What is being asked -
When you answer, give every record back exactly as written.

[[ Material supplied open ]]

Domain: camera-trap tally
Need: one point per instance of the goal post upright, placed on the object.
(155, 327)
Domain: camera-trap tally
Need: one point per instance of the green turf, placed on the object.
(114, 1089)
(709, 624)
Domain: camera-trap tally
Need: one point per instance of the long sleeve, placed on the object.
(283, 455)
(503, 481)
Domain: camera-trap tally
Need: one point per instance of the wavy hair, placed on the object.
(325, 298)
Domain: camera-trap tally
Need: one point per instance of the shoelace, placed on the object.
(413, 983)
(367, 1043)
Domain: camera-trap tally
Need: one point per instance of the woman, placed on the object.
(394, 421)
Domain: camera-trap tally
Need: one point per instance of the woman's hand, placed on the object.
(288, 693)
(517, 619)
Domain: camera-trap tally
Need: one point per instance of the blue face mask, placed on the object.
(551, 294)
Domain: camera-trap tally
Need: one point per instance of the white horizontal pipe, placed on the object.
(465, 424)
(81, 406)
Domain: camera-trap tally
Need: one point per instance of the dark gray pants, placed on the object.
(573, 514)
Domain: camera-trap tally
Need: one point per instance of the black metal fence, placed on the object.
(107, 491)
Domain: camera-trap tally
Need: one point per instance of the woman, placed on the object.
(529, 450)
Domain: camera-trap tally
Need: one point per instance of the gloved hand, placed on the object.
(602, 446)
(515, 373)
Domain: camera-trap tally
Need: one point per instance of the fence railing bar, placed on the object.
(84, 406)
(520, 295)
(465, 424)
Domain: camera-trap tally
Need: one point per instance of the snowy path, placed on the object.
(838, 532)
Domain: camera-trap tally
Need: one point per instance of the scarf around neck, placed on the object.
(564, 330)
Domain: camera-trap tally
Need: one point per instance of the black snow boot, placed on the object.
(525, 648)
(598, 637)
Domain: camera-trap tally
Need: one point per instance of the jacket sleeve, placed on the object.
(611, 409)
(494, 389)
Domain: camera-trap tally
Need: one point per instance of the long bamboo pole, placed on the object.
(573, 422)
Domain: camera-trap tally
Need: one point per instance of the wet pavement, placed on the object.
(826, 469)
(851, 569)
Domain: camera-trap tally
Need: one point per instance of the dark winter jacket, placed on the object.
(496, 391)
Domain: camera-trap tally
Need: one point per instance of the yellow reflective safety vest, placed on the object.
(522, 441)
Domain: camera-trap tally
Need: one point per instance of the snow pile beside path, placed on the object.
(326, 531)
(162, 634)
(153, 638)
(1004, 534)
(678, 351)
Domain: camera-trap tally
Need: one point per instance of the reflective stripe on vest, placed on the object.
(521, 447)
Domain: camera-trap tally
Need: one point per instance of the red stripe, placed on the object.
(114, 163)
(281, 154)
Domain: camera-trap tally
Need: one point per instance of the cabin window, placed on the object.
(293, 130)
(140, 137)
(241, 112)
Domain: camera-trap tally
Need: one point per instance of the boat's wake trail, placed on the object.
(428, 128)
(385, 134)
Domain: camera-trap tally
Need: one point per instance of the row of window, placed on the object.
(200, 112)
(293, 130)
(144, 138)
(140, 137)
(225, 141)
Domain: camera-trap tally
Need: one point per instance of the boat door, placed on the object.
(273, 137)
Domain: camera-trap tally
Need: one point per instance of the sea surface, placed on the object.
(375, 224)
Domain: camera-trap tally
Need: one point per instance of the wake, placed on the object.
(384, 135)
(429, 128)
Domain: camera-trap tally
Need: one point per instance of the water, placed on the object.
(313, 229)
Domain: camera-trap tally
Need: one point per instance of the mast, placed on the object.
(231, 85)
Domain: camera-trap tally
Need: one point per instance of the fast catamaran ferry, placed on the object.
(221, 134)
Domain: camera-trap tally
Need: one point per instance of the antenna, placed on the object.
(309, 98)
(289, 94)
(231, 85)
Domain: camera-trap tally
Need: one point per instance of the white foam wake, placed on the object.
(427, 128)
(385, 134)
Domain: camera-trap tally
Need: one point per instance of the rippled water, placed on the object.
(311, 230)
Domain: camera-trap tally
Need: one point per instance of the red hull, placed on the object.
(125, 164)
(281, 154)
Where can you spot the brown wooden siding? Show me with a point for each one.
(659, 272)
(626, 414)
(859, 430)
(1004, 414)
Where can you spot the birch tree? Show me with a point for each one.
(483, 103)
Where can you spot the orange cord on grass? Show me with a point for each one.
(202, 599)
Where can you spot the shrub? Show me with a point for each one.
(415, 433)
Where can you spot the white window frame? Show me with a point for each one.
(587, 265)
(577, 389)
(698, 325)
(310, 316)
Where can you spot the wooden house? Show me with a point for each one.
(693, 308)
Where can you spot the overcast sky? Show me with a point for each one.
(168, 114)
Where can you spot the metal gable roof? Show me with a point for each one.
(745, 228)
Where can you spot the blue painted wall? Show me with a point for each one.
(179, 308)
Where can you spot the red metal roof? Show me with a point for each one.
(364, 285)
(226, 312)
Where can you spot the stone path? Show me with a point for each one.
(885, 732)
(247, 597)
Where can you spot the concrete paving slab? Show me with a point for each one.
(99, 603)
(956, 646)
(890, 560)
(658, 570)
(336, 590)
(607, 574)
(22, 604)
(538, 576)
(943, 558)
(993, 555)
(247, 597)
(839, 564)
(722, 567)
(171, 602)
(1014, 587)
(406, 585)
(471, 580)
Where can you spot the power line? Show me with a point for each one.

[[ Material supplied closed ]]

Task solution -
Domain: camera-trap tally
Need: one point per instance of the goal post upright, placed on the object.
(155, 327)
Domain: camera-trap tally
Need: one point per instance of the green turf, placed on the object.
(114, 1089)
(709, 624)
Domain: camera-trap tally
Need: one point per instance of the long sleeve, placed on the object.
(283, 455)
(503, 481)
Domain: camera-trap tally
Need: one point per instance of the wavy hair, placed on the object.
(325, 298)
Domain: camera-trap tally
Need: one point per instance of the shoelace, placed on the object.
(413, 983)
(367, 1043)
Domain: camera-trap tally
Need: one point per instance of the woman, placed on the object.
(394, 421)
Domain: camera-trap tally
Need: one point per instance of the woman's hand, placed on the object.
(288, 693)
(517, 619)
Domain: camera-trap tally
Need: one point per instance of the blue face mask, placed on the object.
(551, 294)
Domain: camera-trap tally
Need: one point per instance of the white horizontal pipe, placed on the object.
(465, 424)
(81, 406)
Domain: camera-trap tally
Need: one point per instance of the dark gray pants, placed on the object.
(573, 514)
Domain: camera-trap tally
Need: one point per instance of the black metal fence, placed on the object.
(107, 491)
Domain: camera-trap tally
Need: one point per instance of the woman, placed on the object.
(529, 450)
Domain: camera-trap tally
Need: one point per instance of the gloved hand, placed on the object.
(602, 446)
(515, 373)
Domain: camera-trap tally
Need: one point per instance of the fence railing bar, placed on the object.
(84, 406)
(520, 295)
(465, 424)
Domain: camera-trap tally
Need: one point per instance of the snowy path, placed on the object.
(838, 532)
Domain: camera-trap tally
Need: one point per instance of the scarf around neck, placed on the object.
(564, 330)
Domain: camera-trap tally
Need: one point per instance of the black snow boot, placed on the object.
(525, 648)
(598, 637)
Domain: camera-trap tally
Need: one point per instance of the jacket sleeve, placed on the object.
(611, 409)
(494, 389)
Domain: camera-trap tally
Need: one point per instance of the long bamboo pole, placed on the object.
(573, 422)
Domain: camera-trap tally
Need: one point per instance of the wet pavement, placed on the object.
(826, 469)
(851, 569)
Domain: camera-trap tally
Need: one point per instance of the dark winter jacket, placed on the object.
(496, 391)
Domain: camera-trap tally
Need: one point per instance of the yellow reflective safety vest, placed on the object.
(522, 441)
Domain: camera-trap tally
Need: one point per instance of the snow pile beside path, placed on the object.
(326, 531)
(162, 634)
(153, 638)
(1004, 534)
(678, 351)
Domain: camera-trap tally
Need: one point per instance of the reflective stripe on vest, placed on the object.
(521, 447)
Domain: camera-trap tally
Need: one point per instance of the red stripe, placed on the object.
(114, 163)
(281, 154)
Domain: camera-trap tally
Need: one point per instance of the cabin window, placed on the object.
(293, 130)
(140, 137)
(241, 112)
Domain: camera-trap tally
Need: one point per instance of the boat's wake trail, placed on the object.
(428, 128)
(385, 134)
Domain: camera-trap tally
Need: one point per instance of the row of window, placed on the object.
(200, 112)
(293, 130)
(144, 138)
(140, 137)
(225, 141)
Domain: camera-trap tally
Need: one point per instance of the boat door, placed on the object.
(273, 137)
Domain: camera-trap tally
Need: one point per instance of the sea surface, placed on the object.
(375, 224)
Domain: camera-trap tally
Need: one point per instance of the wake, placed on the object.
(384, 135)
(429, 128)
Domain: camera-trap tally
Need: one point per instance of the water, placed on the object.
(313, 229)
Domain: camera-trap tally
Need: one point per instance of the mast, placed on the object.
(231, 85)
Domain: camera-trap tally
Need: one point per instance of the fast catamaran ferry, placed on the object.
(221, 134)
Domain: camera-trap tally
Need: one point per instance of the antenna, placed on the object.
(309, 98)
(289, 94)
(231, 85)
Domain: camera-trap tally
Need: one point per instance of the white foam wake, placed on the object.
(427, 128)
(385, 134)
Domain: camera-trap tally
Need: one point per instance of the rippled water, placed on the object.
(311, 230)
Domain: camera-trap tally
Need: one point per instance of the red hull, placed on the object.
(125, 164)
(281, 154)
Where can you spot the brown wooden siding? Show me with a point for each one.
(659, 272)
(626, 414)
(859, 430)
(1004, 414)
Where can you spot the birch tree? Show me with a point for each one.
(483, 103)
Where can you spot the orange cord on grass? Show me with a point for each one.
(202, 599)
Where can you spot the shrub? Show me with a point for each one.
(415, 433)
Where can you spot the white window frame? Show me with a point for each one.
(587, 265)
(577, 389)
(698, 325)
(310, 316)
Where can you spot the wooden house? Show me with a point for each one.
(693, 308)
Where can you spot the overcast sky? Show me with a point for each one.
(168, 114)
Where can you spot the metal gable roof? Show me with a point for each one.
(745, 228)
Where can you spot the blue painted wall? Show me with a point for each one.
(179, 308)
Where can you spot the red metal roof? Show me with a point for each one.
(364, 285)
(226, 312)
Where can you spot the stone path? Show me with a point for each one.
(885, 732)
(247, 597)
Where can you spot the concrete paving slab? Show me with a point for each one.
(99, 603)
(956, 646)
(890, 560)
(658, 570)
(336, 590)
(607, 574)
(22, 604)
(538, 576)
(943, 558)
(993, 555)
(247, 597)
(839, 564)
(722, 567)
(171, 602)
(1014, 587)
(406, 585)
(471, 580)
Where can you spot the power line? Show me with a point for each one.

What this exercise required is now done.